(Outline entries for images)
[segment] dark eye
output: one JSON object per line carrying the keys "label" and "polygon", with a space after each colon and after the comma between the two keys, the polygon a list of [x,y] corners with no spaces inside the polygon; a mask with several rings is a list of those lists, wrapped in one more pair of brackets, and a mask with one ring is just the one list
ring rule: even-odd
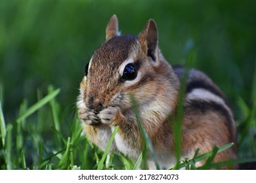
{"label": "dark eye", "polygon": [[137,76],[137,71],[132,63],[127,64],[123,70],[123,78],[127,80],[132,80]]}
{"label": "dark eye", "polygon": [[89,63],[87,65],[85,65],[85,76],[87,76],[87,75],[88,75],[88,67],[89,67]]}

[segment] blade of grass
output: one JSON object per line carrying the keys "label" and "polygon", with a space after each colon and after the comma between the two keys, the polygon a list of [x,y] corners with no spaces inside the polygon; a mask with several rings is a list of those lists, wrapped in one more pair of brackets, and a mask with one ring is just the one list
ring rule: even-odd
{"label": "blade of grass", "polygon": [[[253,162],[256,162],[256,158],[238,158],[236,159],[211,163],[209,165],[208,168],[213,169],[213,168],[221,167],[223,166],[232,166],[232,165],[236,165],[241,163],[253,163]],[[198,169],[205,169],[205,167],[202,166],[201,167],[198,167]]]}
{"label": "blade of grass", "polygon": [[143,163],[142,169],[144,169],[146,167],[146,152],[148,151],[147,146],[145,145],[143,148],[142,152],[140,153],[135,165],[133,167],[133,170],[139,170],[141,163]]}
{"label": "blade of grass", "polygon": [[3,112],[2,109],[1,101],[0,101],[0,128],[1,128],[1,139],[2,139],[3,146],[5,146],[6,138],[6,127],[5,118],[3,117]]}
{"label": "blade of grass", "polygon": [[53,91],[52,93],[48,94],[47,96],[41,99],[35,104],[33,105],[29,108],[28,108],[26,112],[21,115],[20,115],[18,118],[16,120],[17,122],[21,120],[23,118],[26,118],[28,116],[32,114],[33,112],[37,111],[39,108],[41,108],[43,105],[49,103],[53,98],[55,97],[58,93],[60,93],[60,90],[56,89]]}
{"label": "blade of grass", "polygon": [[21,158],[22,158],[22,169],[24,170],[27,169],[27,165],[26,164],[25,153],[24,150],[22,150],[21,152]]}
{"label": "blade of grass", "polygon": [[[23,114],[25,112],[27,108],[28,102],[27,100],[24,100],[20,107],[19,114]],[[16,135],[16,146],[17,149],[20,151],[23,147],[23,134],[22,134],[22,123],[24,122],[24,118],[20,119],[17,121],[17,133]]]}
{"label": "blade of grass", "polygon": [[106,147],[106,150],[104,152],[104,154],[102,155],[102,157],[101,158],[100,161],[98,162],[98,170],[102,170],[102,167],[103,167],[103,164],[104,164],[104,161],[105,161],[105,159],[108,154],[108,151],[110,148],[110,146],[111,146],[111,144],[112,144],[113,142],[113,141],[114,141],[114,139],[115,137],[115,135],[116,134],[116,133],[118,131],[118,129],[119,129],[119,126],[116,126],[113,131],[113,133],[112,135],[111,135],[111,137],[110,137],[110,141],[108,141],[108,143]]}
{"label": "blade of grass", "polygon": [[3,106],[4,101],[3,101],[3,85],[1,82],[0,82],[0,103]]}
{"label": "blade of grass", "polygon": [[[48,93],[49,94],[52,93],[54,92],[53,87],[52,86],[50,86],[48,87]],[[50,106],[51,109],[52,110],[52,114],[53,114],[53,122],[54,124],[54,127],[56,131],[60,131],[60,120],[58,118],[58,115],[57,114],[57,108],[58,106],[56,103],[56,100],[54,98],[52,98],[50,100]]]}
{"label": "blade of grass", "polygon": [[[232,146],[234,146],[234,143],[230,143],[230,144],[227,144],[226,145],[224,145],[221,147],[220,147],[217,151],[217,153],[220,153],[221,152],[223,152],[228,148],[230,148],[230,147],[232,147]],[[188,161],[190,163],[191,163],[192,162],[198,162],[198,161],[200,161],[202,160],[203,160],[206,158],[208,158],[209,157],[210,157],[211,156],[212,156],[213,154],[213,151],[211,150],[211,151],[209,151],[209,152],[207,152],[206,153],[204,153],[204,154],[202,154],[197,157],[195,157],[193,159],[190,159]],[[185,163],[181,163],[180,166],[179,167],[179,169],[181,169],[181,168],[182,168],[184,167],[185,165]]]}
{"label": "blade of grass", "polygon": [[[144,142],[146,143],[146,146],[147,146],[147,147],[148,148],[148,150],[150,152],[150,155],[152,156],[152,157],[153,158],[153,161],[155,163],[156,169],[159,170],[159,169],[160,169],[160,167],[159,166],[159,164],[158,164],[158,158],[157,158],[156,155],[154,152],[153,144],[151,142],[150,138],[149,137],[148,133],[146,133],[145,128],[143,127],[142,122],[139,116],[138,105],[137,103],[136,99],[135,99],[135,97],[132,95],[130,95],[130,97],[131,97],[131,103],[132,103],[132,108],[133,109],[134,112],[135,113],[136,120],[137,121],[139,127],[140,128],[140,132],[142,135],[143,140],[144,141]],[[146,158],[147,156],[146,156],[145,157]]]}
{"label": "blade of grass", "polygon": [[6,164],[7,170],[11,170],[12,168],[12,125],[8,124],[7,127],[7,139],[6,139]]}
{"label": "blade of grass", "polygon": [[212,150],[213,153],[208,158],[207,160],[206,160],[206,162],[204,164],[204,167],[205,167],[205,169],[209,169],[209,167],[211,166],[211,163],[213,161],[214,158],[215,158],[217,154],[218,153],[219,149],[219,147],[218,147],[218,146],[215,146],[213,148],[213,150]]}

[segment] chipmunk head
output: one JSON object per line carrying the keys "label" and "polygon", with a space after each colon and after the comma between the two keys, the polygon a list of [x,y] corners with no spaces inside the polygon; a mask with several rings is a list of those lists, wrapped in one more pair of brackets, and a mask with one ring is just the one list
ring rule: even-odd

→ **What you are asked to do**: Reproduce verbatim the lines starting at the line containing "[segment] chipmunk head" and ending at the last line of the items, including both ends.

→ **Worked solution**:
[segment] chipmunk head
output: one JSON object per line carrying the keys "label" and "polygon", with a space after each colon and after the comma between the two keys, the polygon a list of [x,y] corners with no spaces inside the polygon; a mask with several rings is a list of those lists, wrapped in one more pair of brackets, and a mask with one ring is just the one list
ring rule: even-odd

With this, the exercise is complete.